──────── Selected passage ────────
Assessment, but at what price?

 

We have all read in the press about exam board officials hinting at the content of future exams. Such speculation continues to pour further doubt on our exam system. At 16 and at 18 there is a need for a reliable measure of a young person’s academic ability. The ‘high stakes’ of GCSE and A level inevitably means that a great deal of teaching and learning is focussed on exam preparation to the detriment of learning in its broadest sense. Primary schools similarly have not escaped the ‘high stakes’ testing.

 

Year 6 in most schools has become a procession of old exam papers as teaching becomes driven by the test. As tests draw near, practice becomes more intense as children are herded through question after question. Learning for many becomes superficial and the long summer holidays lie in wait to erode the shallow learning that takes place.

 

Good primary schools offer children opportunity and challenge them to broaden their range of skills. Breadth is often sacrificed when schools are judged first and foremost by the results they achieve in SATs.  If educationalists (and maybe politicians) were tasked with starting a new country’s education system, would they replicate our current system of SATs at the end of Year 6?

 

First and foremost in this debate is to question why we assess? The politician would argue the need to monitor national standards. The educationalist would want to find out what the child can and cannot do, highlighting each next step in order to make progress.

 

The timing of national tests at the end of the primary years clearly indicates that assessment is driven to meet the politicians’ needs. The SATs results that follow a child to their senior school provide a benchmark for further progress, but are rarely used in a formative sense to guide future learning.

 

 

 

‘Education is what is left after you’ve forgotten everything you’ve learned’

 

Einstein’s regularly quoted observation provides an insight into how our assessment system could change to meet the needs of both the politician and the educationalist.
────────
Aim 1 ▸ Could you copy the SATs essay from "Good primary schools" up to and including "to make progress.", swapping "Breadth" for "Variety"?
Aim 2 ▸ Can you carry on the essay about primary school testing after its final sentence?
──────── Dataset extract ────────
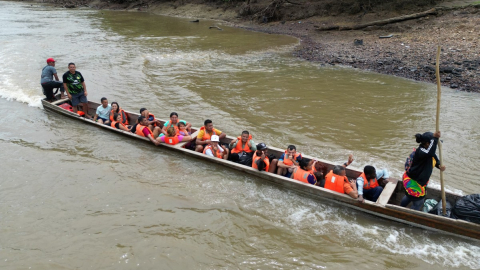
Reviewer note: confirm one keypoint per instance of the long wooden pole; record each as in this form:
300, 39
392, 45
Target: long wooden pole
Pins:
439, 95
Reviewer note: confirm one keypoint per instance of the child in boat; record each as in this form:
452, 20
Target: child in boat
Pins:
117, 123
307, 172
336, 180
368, 184
103, 112
182, 129
172, 137
262, 161
214, 149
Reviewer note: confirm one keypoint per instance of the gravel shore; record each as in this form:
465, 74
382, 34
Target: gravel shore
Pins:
407, 50
410, 52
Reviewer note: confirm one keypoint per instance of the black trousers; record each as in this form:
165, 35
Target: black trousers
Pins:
49, 86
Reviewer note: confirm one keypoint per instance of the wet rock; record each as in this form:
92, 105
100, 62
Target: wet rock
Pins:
429, 69
446, 70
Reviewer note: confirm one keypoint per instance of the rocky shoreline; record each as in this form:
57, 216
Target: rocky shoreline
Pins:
405, 49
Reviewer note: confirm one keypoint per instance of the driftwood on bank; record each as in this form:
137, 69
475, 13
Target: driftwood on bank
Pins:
380, 22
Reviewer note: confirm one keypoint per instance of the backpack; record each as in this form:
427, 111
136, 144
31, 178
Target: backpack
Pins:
408, 162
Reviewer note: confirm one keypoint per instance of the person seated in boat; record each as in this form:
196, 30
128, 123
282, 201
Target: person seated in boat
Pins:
417, 174
151, 121
368, 185
172, 137
262, 161
141, 129
117, 123
182, 129
174, 120
214, 149
288, 161
205, 133
307, 173
116, 109
337, 180
242, 149
102, 114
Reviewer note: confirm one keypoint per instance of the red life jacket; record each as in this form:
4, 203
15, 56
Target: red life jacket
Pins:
287, 161
139, 130
66, 106
171, 140
151, 115
207, 136
254, 162
334, 182
121, 112
219, 155
239, 148
115, 122
301, 175
369, 185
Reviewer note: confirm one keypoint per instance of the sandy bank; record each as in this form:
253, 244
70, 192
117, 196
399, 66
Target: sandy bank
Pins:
410, 51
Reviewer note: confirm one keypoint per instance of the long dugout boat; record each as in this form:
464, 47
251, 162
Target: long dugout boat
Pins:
387, 206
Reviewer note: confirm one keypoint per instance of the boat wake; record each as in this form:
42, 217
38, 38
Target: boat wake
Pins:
11, 91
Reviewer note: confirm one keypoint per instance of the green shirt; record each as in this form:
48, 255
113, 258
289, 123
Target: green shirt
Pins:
74, 82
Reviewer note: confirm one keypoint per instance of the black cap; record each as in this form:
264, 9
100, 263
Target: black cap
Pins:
261, 146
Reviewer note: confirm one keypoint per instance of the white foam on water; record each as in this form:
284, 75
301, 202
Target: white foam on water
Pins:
11, 91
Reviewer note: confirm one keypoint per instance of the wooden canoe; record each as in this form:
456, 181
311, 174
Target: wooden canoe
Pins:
387, 206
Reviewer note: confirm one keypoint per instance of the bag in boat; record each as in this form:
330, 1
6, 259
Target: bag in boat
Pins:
438, 210
468, 208
245, 159
66, 106
408, 162
429, 205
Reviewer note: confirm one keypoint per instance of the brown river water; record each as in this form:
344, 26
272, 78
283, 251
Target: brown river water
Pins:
76, 197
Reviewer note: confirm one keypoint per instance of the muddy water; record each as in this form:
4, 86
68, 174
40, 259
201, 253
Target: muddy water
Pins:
75, 197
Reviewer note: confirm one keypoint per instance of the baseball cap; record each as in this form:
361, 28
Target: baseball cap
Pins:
261, 146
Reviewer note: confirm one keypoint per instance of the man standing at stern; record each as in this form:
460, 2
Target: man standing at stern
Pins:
47, 82
74, 83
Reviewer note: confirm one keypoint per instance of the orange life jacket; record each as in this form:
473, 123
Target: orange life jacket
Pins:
171, 140
301, 175
177, 130
151, 115
287, 161
366, 185
207, 136
239, 148
254, 162
139, 130
334, 182
115, 122
121, 112
219, 155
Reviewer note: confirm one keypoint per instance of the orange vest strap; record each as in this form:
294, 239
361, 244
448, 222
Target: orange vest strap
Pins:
369, 185
334, 182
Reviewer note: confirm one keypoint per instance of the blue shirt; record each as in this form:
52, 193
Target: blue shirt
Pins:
104, 112
380, 174
47, 74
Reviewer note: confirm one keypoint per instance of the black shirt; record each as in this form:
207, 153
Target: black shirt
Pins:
74, 82
422, 163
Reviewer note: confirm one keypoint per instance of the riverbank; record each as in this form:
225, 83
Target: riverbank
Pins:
408, 49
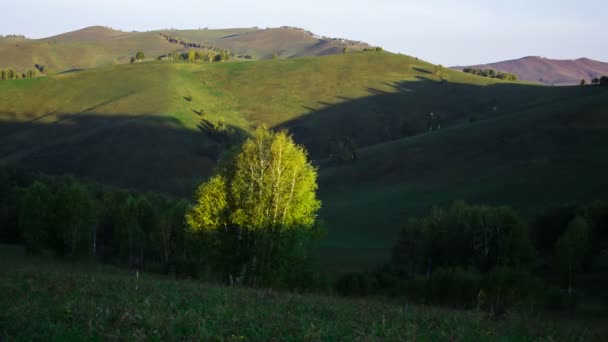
────────
Exercise answer 1 ▸
Good primary schools offer children opportunity and challenge them to broaden their range of skills. Variety is often sacrificed when schools are judged first and foremost by the results they achieve in SATs.  If educationalists (and maybe politicians) were tasked with starting a new country’s education system, would they replicate our current system of SATs at the end of Year 6?

 

First and foremost in this debate is to question why we assess? The politician would argue the need to monitor national standards. The educationalist would want to find out what the child can and cannot do, highlighting each next step in order to make progress.

Exercise answer 2 ▸
In France children are assessed in their third year of primary education and in the first year of secondary education. Secondary teachers are required to mark the papers and to draw up a success chart to map each child’s progress.

 

The benefits of the system are threefold. Firstly, the results can be used by the education boards to evaluate the success of the child’s former school. Secondly, after a summer’s break, the child’s responses to tests are more likely to indicate deep learning rather than a superficial cramming for tests. Thirdly, the senior school feels a greater ownership of the tests as they are conducted by their teachers and the results are then used to inform teaching.

 

Should we not look again at our assessment system used in primary schools? Whilst internal assessments are important to track children’s progress, removing the SATs at the end of Year 6 would free schools to teach a broad curriculum providing children with the key skills for life. Employers want young people to be confident, personable and articulate. These key skills are not easily measurable, but as Einstein observed, they are the core transferable skills that our next generation need.

 

With a focus on testing at 11, there is a danger that schools do not provide sufficient opportunities for children to practise these life skills. Until we free our primary children from the shackles of SATs, our next generation of children may be similarly ill served by the education they receive.